◆ **Contour labeling records**
* start *

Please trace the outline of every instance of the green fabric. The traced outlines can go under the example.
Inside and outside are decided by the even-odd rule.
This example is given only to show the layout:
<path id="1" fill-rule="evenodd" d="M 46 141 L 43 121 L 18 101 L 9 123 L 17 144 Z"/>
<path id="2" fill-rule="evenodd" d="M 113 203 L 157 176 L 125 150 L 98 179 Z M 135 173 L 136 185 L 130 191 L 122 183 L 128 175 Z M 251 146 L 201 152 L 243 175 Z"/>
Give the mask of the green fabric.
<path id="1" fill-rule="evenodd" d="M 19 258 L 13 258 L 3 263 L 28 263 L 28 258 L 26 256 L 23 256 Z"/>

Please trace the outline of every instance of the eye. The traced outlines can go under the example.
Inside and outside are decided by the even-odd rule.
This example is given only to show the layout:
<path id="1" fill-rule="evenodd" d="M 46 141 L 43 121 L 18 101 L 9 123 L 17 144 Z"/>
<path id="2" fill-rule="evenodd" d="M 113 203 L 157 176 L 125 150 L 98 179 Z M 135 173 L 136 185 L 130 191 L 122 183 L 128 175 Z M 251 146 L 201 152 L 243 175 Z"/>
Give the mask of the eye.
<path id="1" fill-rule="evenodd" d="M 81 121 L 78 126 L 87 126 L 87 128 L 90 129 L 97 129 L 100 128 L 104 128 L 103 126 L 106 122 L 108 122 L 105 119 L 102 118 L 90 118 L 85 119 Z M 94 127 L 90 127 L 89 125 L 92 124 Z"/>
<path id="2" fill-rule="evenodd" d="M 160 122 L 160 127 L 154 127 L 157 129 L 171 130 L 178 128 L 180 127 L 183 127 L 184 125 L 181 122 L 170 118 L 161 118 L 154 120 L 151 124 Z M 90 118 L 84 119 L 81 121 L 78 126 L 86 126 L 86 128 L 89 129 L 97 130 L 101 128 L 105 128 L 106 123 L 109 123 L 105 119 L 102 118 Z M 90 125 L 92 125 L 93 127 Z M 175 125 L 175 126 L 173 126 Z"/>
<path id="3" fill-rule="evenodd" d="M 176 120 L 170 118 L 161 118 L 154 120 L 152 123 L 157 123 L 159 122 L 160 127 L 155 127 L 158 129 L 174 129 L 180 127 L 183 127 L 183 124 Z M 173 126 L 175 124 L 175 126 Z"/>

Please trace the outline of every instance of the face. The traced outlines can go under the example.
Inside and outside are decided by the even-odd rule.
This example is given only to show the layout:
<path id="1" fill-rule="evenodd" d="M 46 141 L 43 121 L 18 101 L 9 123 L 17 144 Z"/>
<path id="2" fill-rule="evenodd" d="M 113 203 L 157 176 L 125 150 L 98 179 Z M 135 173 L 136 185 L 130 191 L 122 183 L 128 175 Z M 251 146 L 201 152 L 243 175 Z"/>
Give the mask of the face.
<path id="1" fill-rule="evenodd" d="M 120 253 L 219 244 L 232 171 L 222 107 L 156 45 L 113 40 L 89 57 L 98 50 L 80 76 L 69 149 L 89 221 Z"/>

* end *

◆ **TASK BRIEF**
Copy every one of the records above line for line, leaving nothing out and changing nothing.

◆ **OUTPUT FOR THIS TASK**
Please trace the outline of every instance of the green fabric. The traced outlines can go under the example.
Inside and outside are decided by the even-odd rule.
This example is given only to show the layout:
<path id="1" fill-rule="evenodd" d="M 46 141 L 43 121 L 18 101 L 9 123 L 17 144 Z"/>
<path id="2" fill-rule="evenodd" d="M 113 203 L 157 176 L 125 150 L 98 179 Z M 135 173 L 136 185 L 130 191 L 122 183 L 128 175 Z M 251 146 L 201 152 L 243 175 Z"/>
Give the mask of the green fabric.
<path id="1" fill-rule="evenodd" d="M 19 258 L 13 258 L 3 263 L 28 263 L 28 258 L 26 256 L 23 256 Z"/>

Please trace the outline of every instance of the eye. The traced outlines can go under the example.
Inside and outside are decided by the even-odd rule.
This example is given only to show the layout:
<path id="1" fill-rule="evenodd" d="M 46 141 L 43 121 L 18 101 L 9 123 L 17 144 Z"/>
<path id="2" fill-rule="evenodd" d="M 113 203 L 157 176 L 125 150 L 98 179 Z M 135 173 L 136 185 L 130 191 L 122 183 L 128 175 Z M 251 146 L 201 152 L 243 175 Z"/>
Give the mask of the eye.
<path id="1" fill-rule="evenodd" d="M 81 121 L 78 126 L 87 126 L 87 128 L 90 129 L 97 129 L 100 128 L 104 128 L 103 126 L 106 122 L 108 122 L 105 119 L 102 118 L 90 118 L 85 119 Z M 94 127 L 90 127 L 89 125 L 92 124 Z"/>
<path id="2" fill-rule="evenodd" d="M 160 122 L 160 127 L 154 127 L 157 129 L 171 130 L 178 128 L 180 127 L 183 127 L 184 125 L 181 122 L 170 118 L 161 118 L 154 120 L 151 124 Z M 90 118 L 84 119 L 81 121 L 78 126 L 86 126 L 86 128 L 89 129 L 97 130 L 101 128 L 105 128 L 106 123 L 109 123 L 105 119 L 102 118 Z M 90 125 L 92 125 L 93 127 Z M 175 125 L 175 126 L 173 126 Z"/>
<path id="3" fill-rule="evenodd" d="M 176 120 L 170 118 L 161 118 L 154 120 L 152 123 L 157 123 L 159 122 L 160 127 L 155 127 L 158 129 L 174 129 L 180 127 L 183 127 L 183 124 Z M 173 126 L 175 124 L 175 126 Z"/>

Please trace the outline of every instance of the face. The traced outlines can go under the example.
Inside and outside are decided by the even-odd rule.
This example is given only to show the layout:
<path id="1" fill-rule="evenodd" d="M 46 141 L 43 121 L 18 101 L 9 123 L 17 144 Z"/>
<path id="2" fill-rule="evenodd" d="M 113 203 L 157 176 L 125 150 L 98 179 Z M 135 173 L 136 185 L 130 191 L 122 183 L 128 175 Z M 251 146 L 201 152 L 243 175 Z"/>
Give the mask of the face.
<path id="1" fill-rule="evenodd" d="M 120 253 L 219 244 L 232 171 L 222 107 L 156 45 L 113 40 L 89 57 L 98 50 L 80 76 L 69 149 L 89 221 Z"/>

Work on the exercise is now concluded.